BRIEF 1
In the rows below, transcribe the lines starting at the one containing "Locate the flower" and ending at the one containing "104 107 171 185", with both of those lines included.

========================================================================

In focus: New Horizons’ crisp images shed new light on the origins of Pluto and its moons


Eighty-five years after Clyde Tombaugh discovered Pluto, we’re finally getting an up-close and personal look, thanks to NASA’s New Horizons mission. As a planetary astronomer who has investigated the formation of Pluto and other planets for nearly two decades, I’ve been waiting for New Horizons’ approach since it was launched in 2006.

We’re finally receiving the first detailed pictures of the icy dwarf planet. Data from the spacecraft should tell us more about the composition of the materials that originally spawned our solar system’s planets, and the nature of geological processes on icy planets.

Over the past month or so, as New Horizons approached the end of its three billion mile journey from Earth to Pluto, NASA has released a stunning set of images from the mission.

New Horizons image taken July 13 2015 shows that Pluto has a ‘heart.’
NASA/Johns Hopkins University Applied Physics Laboratory/Southwest Research Institute, CC BY

We now know that from a distance, Pluto has peach-colored surface features that resemble a heart, a whale and a doughnut. Pluto’s gray moon Charon has a dark polar cap (unofficially named Mordor) and several bright craters.

========================================================================

BRIEF 2
Restate the Pluto article above word for word.

THE RECORDS
========================================================================

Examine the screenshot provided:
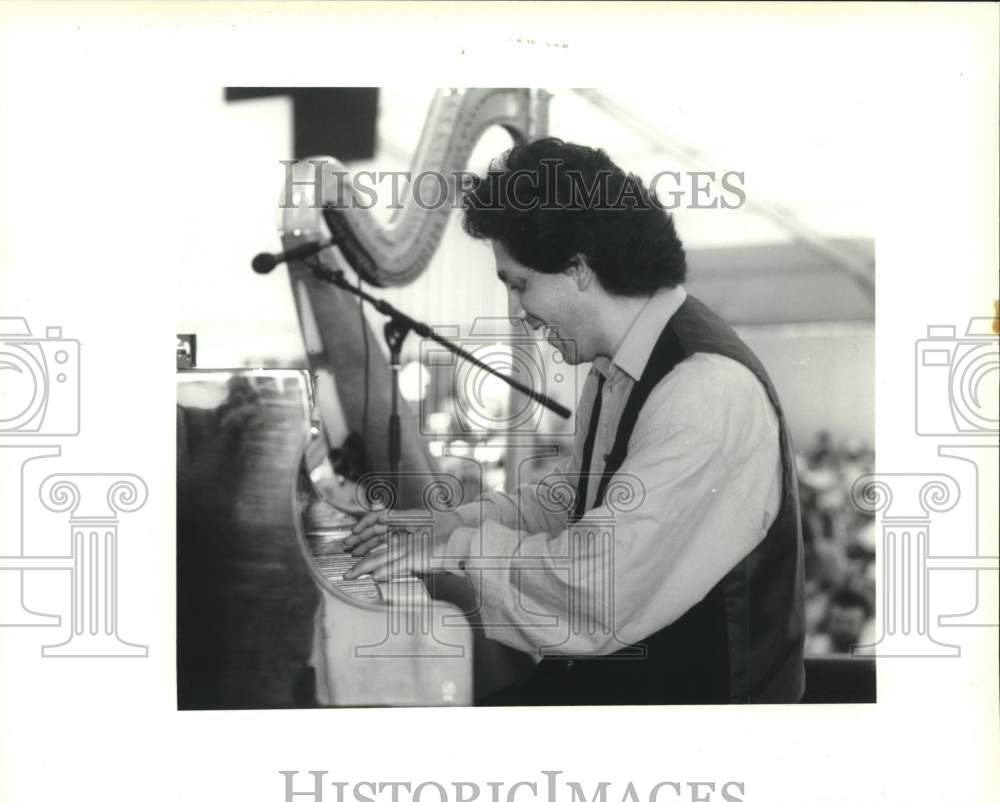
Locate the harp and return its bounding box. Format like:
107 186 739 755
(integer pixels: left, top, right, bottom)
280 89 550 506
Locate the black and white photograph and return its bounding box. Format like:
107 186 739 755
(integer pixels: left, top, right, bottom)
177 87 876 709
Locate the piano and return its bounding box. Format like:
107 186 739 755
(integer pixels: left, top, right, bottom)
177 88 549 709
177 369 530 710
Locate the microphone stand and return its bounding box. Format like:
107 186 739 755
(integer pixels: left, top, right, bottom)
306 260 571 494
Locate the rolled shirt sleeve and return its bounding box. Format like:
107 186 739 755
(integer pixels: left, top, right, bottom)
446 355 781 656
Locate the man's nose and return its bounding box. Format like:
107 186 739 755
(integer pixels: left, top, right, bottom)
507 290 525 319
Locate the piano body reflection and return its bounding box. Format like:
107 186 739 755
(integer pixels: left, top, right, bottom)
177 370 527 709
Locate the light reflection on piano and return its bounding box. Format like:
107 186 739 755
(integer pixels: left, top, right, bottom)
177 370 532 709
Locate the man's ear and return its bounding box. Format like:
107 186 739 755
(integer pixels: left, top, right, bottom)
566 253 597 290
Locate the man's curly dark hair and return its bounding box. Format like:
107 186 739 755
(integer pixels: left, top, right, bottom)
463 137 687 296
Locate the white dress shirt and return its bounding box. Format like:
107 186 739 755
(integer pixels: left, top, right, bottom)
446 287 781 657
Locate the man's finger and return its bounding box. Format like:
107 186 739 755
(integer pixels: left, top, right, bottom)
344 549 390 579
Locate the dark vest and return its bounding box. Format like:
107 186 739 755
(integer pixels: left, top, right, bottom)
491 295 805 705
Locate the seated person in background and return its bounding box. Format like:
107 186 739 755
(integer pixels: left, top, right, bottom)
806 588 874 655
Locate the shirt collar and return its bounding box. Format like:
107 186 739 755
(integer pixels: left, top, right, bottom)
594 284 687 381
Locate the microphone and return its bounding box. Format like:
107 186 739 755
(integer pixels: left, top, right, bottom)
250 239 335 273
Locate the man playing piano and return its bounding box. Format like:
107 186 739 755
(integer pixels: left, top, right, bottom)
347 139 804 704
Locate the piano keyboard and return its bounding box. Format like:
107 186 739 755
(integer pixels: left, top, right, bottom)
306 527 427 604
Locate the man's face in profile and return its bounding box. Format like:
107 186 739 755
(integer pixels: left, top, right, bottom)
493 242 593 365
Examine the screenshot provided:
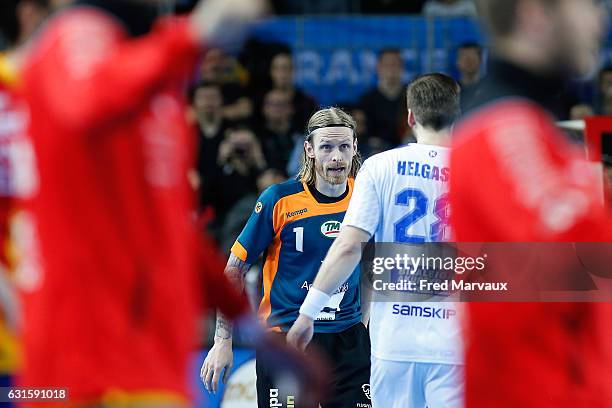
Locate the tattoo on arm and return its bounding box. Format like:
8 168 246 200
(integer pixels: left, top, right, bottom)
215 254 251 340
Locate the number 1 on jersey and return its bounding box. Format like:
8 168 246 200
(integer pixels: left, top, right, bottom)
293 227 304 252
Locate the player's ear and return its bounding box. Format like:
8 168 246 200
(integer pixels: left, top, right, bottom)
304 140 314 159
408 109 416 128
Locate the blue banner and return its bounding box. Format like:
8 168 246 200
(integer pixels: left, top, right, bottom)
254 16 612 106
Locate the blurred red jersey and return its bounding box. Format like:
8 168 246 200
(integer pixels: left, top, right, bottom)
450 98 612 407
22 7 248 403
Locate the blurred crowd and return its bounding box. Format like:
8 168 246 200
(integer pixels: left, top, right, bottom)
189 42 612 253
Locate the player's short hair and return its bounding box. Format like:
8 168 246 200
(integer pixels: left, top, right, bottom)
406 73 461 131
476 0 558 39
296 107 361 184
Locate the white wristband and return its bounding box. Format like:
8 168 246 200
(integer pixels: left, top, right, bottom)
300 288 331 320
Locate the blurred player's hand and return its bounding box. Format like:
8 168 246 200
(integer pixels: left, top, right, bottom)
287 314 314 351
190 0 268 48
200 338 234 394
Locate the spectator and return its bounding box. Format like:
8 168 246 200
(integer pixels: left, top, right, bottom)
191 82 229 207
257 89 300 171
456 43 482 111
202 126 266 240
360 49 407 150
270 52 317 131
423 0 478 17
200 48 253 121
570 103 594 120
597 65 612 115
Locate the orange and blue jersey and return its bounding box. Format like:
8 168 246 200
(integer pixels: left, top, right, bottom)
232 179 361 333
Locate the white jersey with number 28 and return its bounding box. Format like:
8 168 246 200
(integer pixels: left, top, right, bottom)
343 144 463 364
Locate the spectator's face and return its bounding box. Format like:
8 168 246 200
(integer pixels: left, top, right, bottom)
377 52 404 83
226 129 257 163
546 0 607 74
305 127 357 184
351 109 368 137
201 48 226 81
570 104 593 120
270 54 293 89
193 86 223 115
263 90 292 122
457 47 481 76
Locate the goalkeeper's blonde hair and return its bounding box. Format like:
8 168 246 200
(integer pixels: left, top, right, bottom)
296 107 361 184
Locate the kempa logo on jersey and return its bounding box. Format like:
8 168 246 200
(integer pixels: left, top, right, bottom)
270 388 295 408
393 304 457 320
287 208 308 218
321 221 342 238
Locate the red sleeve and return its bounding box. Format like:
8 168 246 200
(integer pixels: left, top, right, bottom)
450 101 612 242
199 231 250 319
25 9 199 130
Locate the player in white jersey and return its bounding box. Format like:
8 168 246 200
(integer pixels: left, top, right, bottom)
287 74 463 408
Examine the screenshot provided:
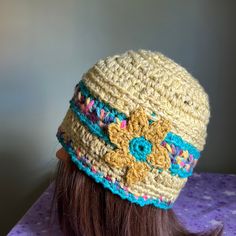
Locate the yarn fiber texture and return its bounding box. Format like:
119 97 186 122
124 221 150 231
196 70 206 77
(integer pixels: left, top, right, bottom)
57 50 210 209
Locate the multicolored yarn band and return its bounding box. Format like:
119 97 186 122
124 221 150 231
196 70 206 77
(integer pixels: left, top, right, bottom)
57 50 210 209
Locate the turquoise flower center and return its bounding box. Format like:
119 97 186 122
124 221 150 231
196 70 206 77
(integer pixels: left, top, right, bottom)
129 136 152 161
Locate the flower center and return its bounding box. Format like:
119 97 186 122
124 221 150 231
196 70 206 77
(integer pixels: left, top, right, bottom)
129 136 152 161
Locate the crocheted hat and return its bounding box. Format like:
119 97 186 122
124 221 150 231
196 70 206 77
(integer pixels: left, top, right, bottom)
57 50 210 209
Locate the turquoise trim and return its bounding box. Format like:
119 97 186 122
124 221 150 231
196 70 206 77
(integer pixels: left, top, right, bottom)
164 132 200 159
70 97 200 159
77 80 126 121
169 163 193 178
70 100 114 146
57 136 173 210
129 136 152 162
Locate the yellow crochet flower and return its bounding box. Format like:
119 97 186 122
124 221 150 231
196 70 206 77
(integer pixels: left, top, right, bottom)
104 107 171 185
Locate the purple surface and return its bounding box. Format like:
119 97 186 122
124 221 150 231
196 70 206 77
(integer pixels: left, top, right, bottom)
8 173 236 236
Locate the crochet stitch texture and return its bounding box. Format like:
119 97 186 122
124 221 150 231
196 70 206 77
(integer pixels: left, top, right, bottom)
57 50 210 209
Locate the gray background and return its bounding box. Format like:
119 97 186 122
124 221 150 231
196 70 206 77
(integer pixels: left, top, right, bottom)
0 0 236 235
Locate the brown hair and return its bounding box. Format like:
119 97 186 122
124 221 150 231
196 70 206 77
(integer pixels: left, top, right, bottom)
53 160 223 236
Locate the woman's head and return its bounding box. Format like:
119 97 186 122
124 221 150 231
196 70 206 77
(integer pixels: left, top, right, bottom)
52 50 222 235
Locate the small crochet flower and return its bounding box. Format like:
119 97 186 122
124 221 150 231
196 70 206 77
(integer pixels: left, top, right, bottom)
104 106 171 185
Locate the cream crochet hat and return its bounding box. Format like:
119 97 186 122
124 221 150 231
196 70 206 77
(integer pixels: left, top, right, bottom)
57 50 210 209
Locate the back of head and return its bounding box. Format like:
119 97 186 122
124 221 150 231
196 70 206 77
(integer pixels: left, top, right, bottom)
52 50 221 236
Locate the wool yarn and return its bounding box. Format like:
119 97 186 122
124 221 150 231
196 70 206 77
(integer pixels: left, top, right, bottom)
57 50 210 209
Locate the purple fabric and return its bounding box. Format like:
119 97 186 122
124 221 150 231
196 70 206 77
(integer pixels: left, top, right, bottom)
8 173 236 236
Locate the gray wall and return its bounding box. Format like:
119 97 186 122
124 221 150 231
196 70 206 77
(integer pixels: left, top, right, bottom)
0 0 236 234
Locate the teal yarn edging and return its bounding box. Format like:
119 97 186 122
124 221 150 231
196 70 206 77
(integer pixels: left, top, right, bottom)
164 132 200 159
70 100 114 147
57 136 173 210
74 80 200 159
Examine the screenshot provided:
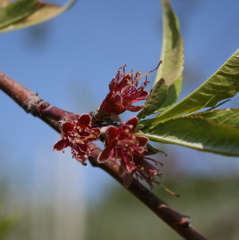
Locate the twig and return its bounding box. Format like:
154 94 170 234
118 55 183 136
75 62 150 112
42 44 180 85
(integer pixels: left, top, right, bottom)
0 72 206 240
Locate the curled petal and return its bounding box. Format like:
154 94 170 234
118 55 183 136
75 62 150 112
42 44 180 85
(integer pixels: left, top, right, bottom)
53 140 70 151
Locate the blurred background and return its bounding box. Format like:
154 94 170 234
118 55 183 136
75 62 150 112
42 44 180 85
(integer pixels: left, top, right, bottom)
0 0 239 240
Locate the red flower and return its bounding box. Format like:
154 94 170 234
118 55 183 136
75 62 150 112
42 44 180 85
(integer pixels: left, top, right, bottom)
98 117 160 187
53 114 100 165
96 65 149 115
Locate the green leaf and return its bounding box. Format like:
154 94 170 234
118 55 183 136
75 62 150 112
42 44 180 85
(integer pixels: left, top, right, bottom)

========================================================================

OUTPUT 1
Locate the flower center and return its bounding box. Format like:
119 97 186 122
124 221 150 231
196 70 206 77
(integer pixels: left, top, right, bottom)
129 136 152 161
Locate the crocheted hat and return its bounding box. Format like:
119 97 186 122
124 221 150 231
196 70 206 77
(integer pixels: left, top, right, bottom)
57 50 210 209
Locate the turquoise trim and return its bounding box. Format like:
119 97 186 122
124 221 150 231
196 70 206 77
(integer pixels: left, top, right, bottom)
164 132 200 159
70 97 200 159
77 80 126 121
169 163 193 178
70 100 114 146
57 136 173 210
129 136 152 162
Locate the yellow crochet flower and return its bounding box. Format like:
119 97 186 122
124 221 150 231
196 70 206 77
(integer pixels: left, top, right, bottom)
104 107 171 185

OUTPUT 2
In focus: New Horizons’ crisp images shed new light on the origins of Pluto and its moons


Eighty-five years after Clyde Tombaugh discovered Pluto, we’re finally getting an up-close and personal look, thanks to NASA’s New Horizons mission. As a planetary astronomer who has investigated the formation of Pluto and other planets for nearly two decades, I’ve been waiting for New Horizons’ approach since it was launched in 2006.

We’re finally receiving the first detailed pictures of the icy dwarf planet. Data from the spacecraft should tell us more about the composition of the materials that originally spawned our solar system’s planets, and the nature of geological processes on icy planets.

Over the past month or so, as New Horizons approached the end of its three billion mile journey from Earth to Pluto, NASA has released a stunning set of images from the mission.

New Horizons image taken July 13 2015 shows that Pluto has a ‘heart.’
NASA/Johns Hopkins University Applied Physics Laboratory/Southwest Research Institute, CC BY

We now know that from a distance, Pluto has peach-colored surface features that resemble a heart, a whale and a doughnut. Pluto’s gray moon Charon has a dark polar cap (unofficially named Mordor) and several bright craters.